--- Start of Listed records ---

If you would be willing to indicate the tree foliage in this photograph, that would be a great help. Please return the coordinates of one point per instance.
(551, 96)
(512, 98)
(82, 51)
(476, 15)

--- End of Listed records ---

◆ Directive ◆
Rewrite the records with "tree foliage" switched to "leaves" and nothing else changed.

◆ Worked answer ◆
If you would be willing to indicate the leaves in this photograph, that would be a great help. Please return the coordinates of one point per instance.
(551, 96)
(512, 98)
(82, 51)
(476, 15)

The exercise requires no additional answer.